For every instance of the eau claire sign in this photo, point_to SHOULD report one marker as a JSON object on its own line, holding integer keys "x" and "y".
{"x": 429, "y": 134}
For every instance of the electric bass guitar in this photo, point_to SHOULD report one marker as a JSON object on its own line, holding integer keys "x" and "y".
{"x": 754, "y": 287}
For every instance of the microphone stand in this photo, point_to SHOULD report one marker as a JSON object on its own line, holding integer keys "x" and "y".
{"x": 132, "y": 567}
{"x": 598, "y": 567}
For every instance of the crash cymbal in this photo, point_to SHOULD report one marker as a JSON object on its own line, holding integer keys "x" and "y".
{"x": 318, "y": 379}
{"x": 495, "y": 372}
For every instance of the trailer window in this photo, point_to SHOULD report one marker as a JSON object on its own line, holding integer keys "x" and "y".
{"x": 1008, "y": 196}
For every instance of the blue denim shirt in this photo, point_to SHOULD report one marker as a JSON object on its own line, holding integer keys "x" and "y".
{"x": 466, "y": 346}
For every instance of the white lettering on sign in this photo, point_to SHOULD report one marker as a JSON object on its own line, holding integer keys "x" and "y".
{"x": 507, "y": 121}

§ WORK TO DO
Arrange the lines of the material as a Markdown table with the columns Row and Line, starting at the line that contains "For every instance of the white" and continuing through the end of the material, and leave out any blank lines.

§ PROBLEM SOLUTION
| Row | Line |
|---|---|
| 1 | For every instance of the white lettering on sign in this photo, point_to SHOULD report one marker as a JSON object on its own line, holding integer keys "x" and "y". |
| 2 | {"x": 507, "y": 121} |